PAGE TEXT -
● ● ●
Literature and Medicine II

Women in the Medical Profession: Personal Narratives

A Quest Through Chaos: My Narrative of Illness and Recovery — Page 7:

31 Despite the proliferation of ill bodies in Western mass media, illness makes us uncomfortable. Illness and people who are ill are stigmatized and used to make the rest of society feel less tenuous about their own body stability. This stigma is perpetuated via mainstream media through the saturation of restitution narratives and the silencing of chaos and the idea that quest establishes a different way of being well. Goffman distinguishes between the normals and those who possess a stigma and argues that those who have stigmas such as physical deformities are discriminated against by the normals because “we believe the person with the stigma is not quite human” (73). Although Goffman recognises that an ideology is created in regard to stigma to explain inferiority and rationalise fears about the stigmatised group, he places the stigma within the body.

32 Definitions of illness operate on an ideological level through stigma, and the hegemony of ‘health’ is maintained as long as illness is individualised. Illness is not just there; it is constructed by the boundaries of normality. The most popular illness narratives project a cultural narrative of loss and cure seeking—our society encourages narratives that have happy endings. For Susan Sontag, this is because everyone holds membership within both the world of the sick and that of the well and we rely on the promise of medicine to cure all diseases (1). New identities, that acutely remind individuals of their difference, are resisted and stigmatised by wider society.

33 When I was invited to give a client’s perspective on experiencing neurological disability to a group of physiotherapists completing a Graduate Diploma in Neurological Rehabilitation at the University of Western Australia, I decided to share several of the journal entries discussed throughout this paper, while reflecting on the way society encourages certain types of stories while discouraging others in order to reinforce socially constructed power imbalances:

My brief was broad, I could discuss whatever I wanted to; however, as I was invited due to my personal experiences, success and knowledge, I felt some pressure to tell an ‘inspirational’ story. I decided instead to talk about how I have told my ‘illness narrative’ and how this can be used in stroke recovery, particularly in relation to negotiating a changing identity. What an interesting experience! I titled my piece “Testimony: Illness and narrative” and used excerpts from my journal to highlight the differing narrative structures a person adopts when writing through trauma. The students who were largely practicing physiotherapists had trouble relating to me as a person with knowledge and attempted to turn me into a patient again, offering me advice on my walking and pointing out the way my movement changed when I revisited particularly traumatic times in my illness and recovery. This was despite my telling them that I found it difficult to read some particularly chaotic and depressing journal entries. They wanted the power, but I refused to give it up. Their attempts to put me in that position of patient again made me realize the importance of telling my own story all over again. (Unpublished Journal 17 August 2006)

Retelling my illness narrative in this way from the perspective of someone who had recovered but remained marked by their illness was difficult for the students to comprehend, and they encouraged me to adopt the restitution narrative, to socially and medically shape my experience once again; to treat me as a body to be observed. My cultural and literary interpretations of my own experiences left them wanting as they continued to medicalise me and others like me.

Conclusion

34 Prominent sociologist C. Wright Mills maintains that admirable scholarly thinkers draw on their life in their intellectual work (195-96). I have attempted to do this throughout this paper in order to foreground the importance of narrative knowledge within both medical knowledge and critical disability activism.

35 Taking health for granted looms large in our culture, “one of our most tenacious cultural fantasies is a belief in body stability” (Garland-Thompson 114). When illness does occur we relentlessly strive for a happy ending, and the most popular narratives retell a story of loss and cure-seeking. Arguably, the act of writing this article could be seen as a (re)telling of my restitution narrative; however, the inclusion of chaos aspects disrupts the culturally shaped framework of illness and recovery.
● ● ●
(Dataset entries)

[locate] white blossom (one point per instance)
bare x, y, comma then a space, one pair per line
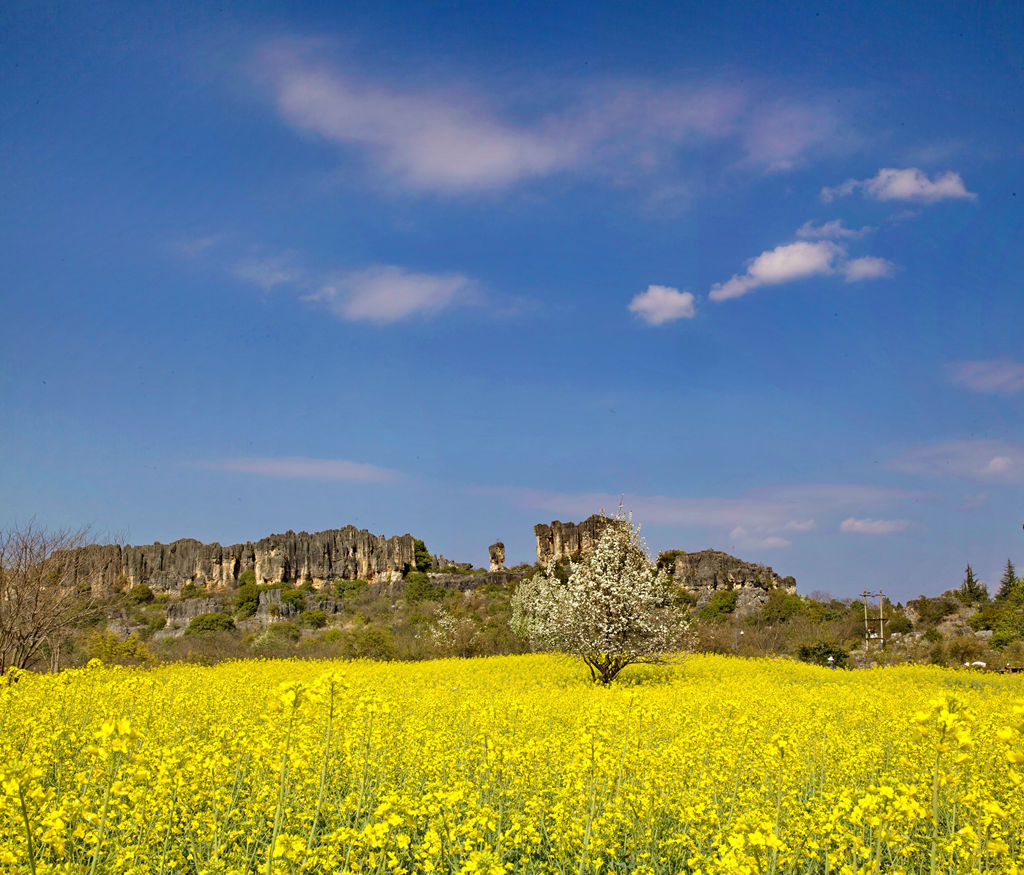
613, 611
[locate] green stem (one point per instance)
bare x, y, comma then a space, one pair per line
28, 829
281, 794
102, 817
327, 752
170, 823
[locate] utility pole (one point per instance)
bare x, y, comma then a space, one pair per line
875, 627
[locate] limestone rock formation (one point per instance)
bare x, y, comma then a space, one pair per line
497, 552
561, 540
706, 572
291, 557
467, 582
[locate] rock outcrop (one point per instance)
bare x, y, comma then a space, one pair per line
467, 582
562, 540
347, 553
497, 553
707, 572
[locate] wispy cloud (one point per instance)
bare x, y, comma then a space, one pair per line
993, 461
834, 230
749, 540
907, 184
268, 272
867, 267
774, 513
298, 467
663, 303
452, 140
780, 132
873, 527
386, 293
427, 140
993, 376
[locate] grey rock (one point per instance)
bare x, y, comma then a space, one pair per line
562, 540
497, 554
180, 614
468, 582
707, 572
291, 557
439, 564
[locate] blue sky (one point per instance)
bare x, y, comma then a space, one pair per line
458, 268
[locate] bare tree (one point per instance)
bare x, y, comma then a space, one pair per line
40, 600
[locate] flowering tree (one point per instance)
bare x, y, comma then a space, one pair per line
613, 610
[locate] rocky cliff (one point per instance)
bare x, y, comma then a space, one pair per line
322, 556
561, 540
706, 572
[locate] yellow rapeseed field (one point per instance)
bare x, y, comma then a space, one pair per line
511, 764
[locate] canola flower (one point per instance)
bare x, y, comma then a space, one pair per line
711, 764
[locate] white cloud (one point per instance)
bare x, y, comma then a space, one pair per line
995, 461
906, 184
873, 527
994, 376
453, 140
834, 230
269, 272
867, 267
387, 293
427, 140
663, 303
781, 264
297, 467
750, 541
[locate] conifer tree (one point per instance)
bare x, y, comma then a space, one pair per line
973, 589
1009, 582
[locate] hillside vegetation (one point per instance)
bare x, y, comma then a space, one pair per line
466, 613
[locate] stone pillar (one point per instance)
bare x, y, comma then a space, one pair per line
497, 551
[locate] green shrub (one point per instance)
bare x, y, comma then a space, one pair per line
293, 596
819, 652
932, 611
315, 619
219, 621
140, 594
899, 625
189, 590
371, 642
780, 607
419, 588
722, 603
284, 630
421, 556
1003, 636
115, 650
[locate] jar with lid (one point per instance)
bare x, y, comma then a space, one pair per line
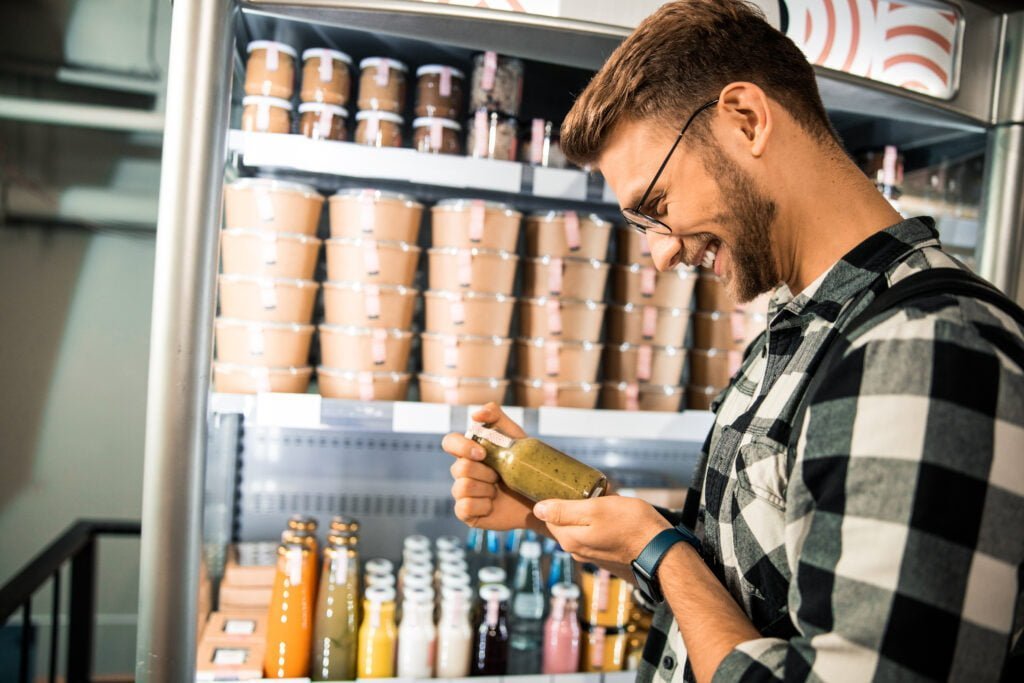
270, 69
531, 468
492, 136
323, 122
266, 115
382, 84
325, 76
379, 129
497, 83
439, 91
437, 135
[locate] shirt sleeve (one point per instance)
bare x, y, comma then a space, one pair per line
904, 512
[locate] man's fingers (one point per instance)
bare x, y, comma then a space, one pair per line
465, 487
493, 416
471, 469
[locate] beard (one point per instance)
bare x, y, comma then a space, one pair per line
750, 213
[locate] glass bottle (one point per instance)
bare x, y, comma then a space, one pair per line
527, 611
530, 467
290, 620
336, 625
455, 633
378, 635
417, 634
491, 645
561, 631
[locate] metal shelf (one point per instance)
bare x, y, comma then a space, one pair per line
330, 166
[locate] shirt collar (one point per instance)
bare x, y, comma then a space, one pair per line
856, 270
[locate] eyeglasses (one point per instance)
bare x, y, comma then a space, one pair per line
640, 221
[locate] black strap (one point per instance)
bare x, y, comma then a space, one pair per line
933, 282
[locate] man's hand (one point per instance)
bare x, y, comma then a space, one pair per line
609, 531
481, 500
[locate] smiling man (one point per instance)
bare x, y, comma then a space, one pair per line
858, 509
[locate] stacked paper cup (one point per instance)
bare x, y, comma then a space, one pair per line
269, 252
722, 330
562, 309
469, 305
647, 324
369, 299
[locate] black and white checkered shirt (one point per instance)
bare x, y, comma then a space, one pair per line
892, 549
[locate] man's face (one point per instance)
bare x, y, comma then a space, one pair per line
718, 214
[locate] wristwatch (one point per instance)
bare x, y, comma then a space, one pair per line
645, 565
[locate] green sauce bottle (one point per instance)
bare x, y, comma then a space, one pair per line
530, 467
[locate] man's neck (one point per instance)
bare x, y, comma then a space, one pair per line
829, 209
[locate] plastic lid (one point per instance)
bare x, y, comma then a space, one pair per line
374, 61
437, 69
423, 121
568, 591
379, 594
269, 101
379, 565
417, 542
383, 116
326, 51
495, 592
529, 550
264, 44
324, 107
492, 574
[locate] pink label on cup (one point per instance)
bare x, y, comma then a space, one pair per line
372, 299
379, 346
477, 214
366, 381
458, 309
465, 259
371, 257
555, 276
326, 68
645, 359
648, 279
649, 323
554, 316
632, 396
480, 133
436, 135
572, 230
451, 351
552, 358
537, 141
444, 85
489, 71
738, 324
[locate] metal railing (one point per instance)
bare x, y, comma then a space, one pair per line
77, 546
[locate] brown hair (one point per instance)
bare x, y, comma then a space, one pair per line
680, 57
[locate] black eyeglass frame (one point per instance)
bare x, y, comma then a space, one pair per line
633, 216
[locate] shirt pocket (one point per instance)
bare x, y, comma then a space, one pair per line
762, 469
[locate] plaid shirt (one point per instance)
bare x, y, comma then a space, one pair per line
892, 548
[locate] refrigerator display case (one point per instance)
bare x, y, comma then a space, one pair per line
227, 468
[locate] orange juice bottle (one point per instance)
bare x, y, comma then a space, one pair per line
289, 627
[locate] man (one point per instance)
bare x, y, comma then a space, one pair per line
888, 543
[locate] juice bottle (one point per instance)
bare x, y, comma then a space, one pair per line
378, 635
290, 621
336, 625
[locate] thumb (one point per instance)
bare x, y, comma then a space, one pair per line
562, 513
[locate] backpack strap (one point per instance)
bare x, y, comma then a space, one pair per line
927, 283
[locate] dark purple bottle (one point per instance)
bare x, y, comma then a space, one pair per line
491, 645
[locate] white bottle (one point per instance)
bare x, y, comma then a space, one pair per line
417, 634
455, 633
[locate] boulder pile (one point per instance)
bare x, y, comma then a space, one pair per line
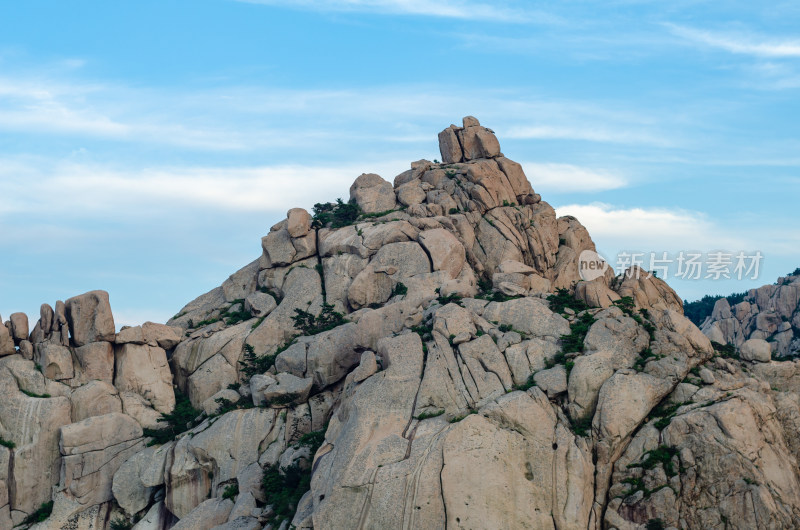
423, 355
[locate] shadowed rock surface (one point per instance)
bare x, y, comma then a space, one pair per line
424, 355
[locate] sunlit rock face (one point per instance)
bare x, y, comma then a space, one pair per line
424, 355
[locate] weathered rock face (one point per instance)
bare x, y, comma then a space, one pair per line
770, 313
409, 368
144, 370
90, 319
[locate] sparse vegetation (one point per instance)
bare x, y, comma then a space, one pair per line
563, 299
273, 294
313, 440
226, 405
645, 356
252, 364
726, 350
310, 324
181, 419
665, 412
40, 514
450, 298
231, 491
578, 330
335, 215
286, 399
234, 317
698, 310
34, 394
284, 487
527, 385
456, 419
428, 415
663, 455
582, 426
206, 322
400, 289
121, 524
626, 304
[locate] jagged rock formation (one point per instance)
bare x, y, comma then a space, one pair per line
766, 322
424, 356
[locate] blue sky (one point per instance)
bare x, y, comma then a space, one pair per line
145, 147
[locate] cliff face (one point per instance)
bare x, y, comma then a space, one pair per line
423, 356
768, 314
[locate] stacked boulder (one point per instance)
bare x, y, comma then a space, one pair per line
766, 322
76, 402
424, 355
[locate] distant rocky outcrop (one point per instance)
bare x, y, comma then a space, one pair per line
424, 355
767, 318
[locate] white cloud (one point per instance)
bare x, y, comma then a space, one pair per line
568, 178
655, 229
444, 8
87, 189
137, 317
738, 43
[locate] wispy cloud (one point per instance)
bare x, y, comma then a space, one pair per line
739, 43
86, 189
590, 133
249, 118
654, 229
572, 179
445, 8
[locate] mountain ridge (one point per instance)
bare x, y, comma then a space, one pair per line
425, 355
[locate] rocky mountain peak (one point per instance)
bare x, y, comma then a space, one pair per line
424, 355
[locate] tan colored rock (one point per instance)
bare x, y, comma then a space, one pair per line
476, 141
26, 349
372, 193
552, 381
278, 249
649, 292
33, 425
259, 304
19, 326
206, 516
516, 177
369, 287
215, 455
445, 251
135, 482
93, 449
528, 315
166, 337
211, 377
536, 475
55, 360
143, 369
6, 341
366, 368
90, 319
449, 146
298, 222
139, 409
756, 350
95, 362
595, 293
95, 398
287, 387
411, 193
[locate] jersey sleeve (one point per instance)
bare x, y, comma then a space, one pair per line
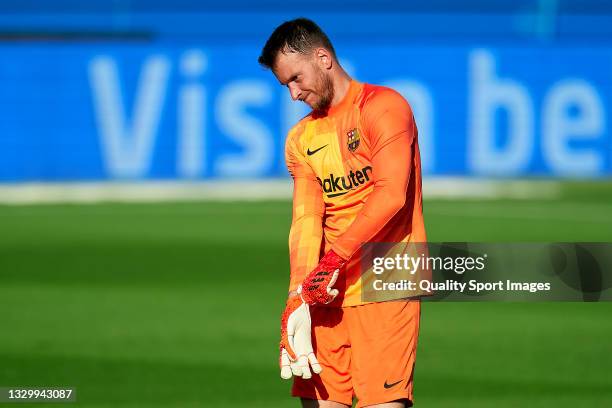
● ● ●
EXERCISE INSTRUCTIONS - In the illness narrative, what title did the writer give the piece presented to the physiotherapy students? None of the entries are needed.

TASK RESPONSE - "Testimony: Illness and narrative"